-- Opening Marker --

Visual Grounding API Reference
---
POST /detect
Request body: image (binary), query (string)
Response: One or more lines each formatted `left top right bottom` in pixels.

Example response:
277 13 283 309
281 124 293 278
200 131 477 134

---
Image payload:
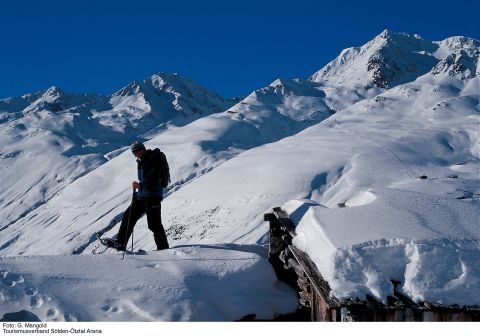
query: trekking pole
122 189 136 260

-- Closing Marker --

**TASK OBJECTIVE**
All lines from the one containing "200 131 477 134" to the last line of the records above, both included, need to be repeated word for word; omit the pictures.

**REPLY**
200 131 477 134

---
Image payload:
query: trekking pole
122 189 136 260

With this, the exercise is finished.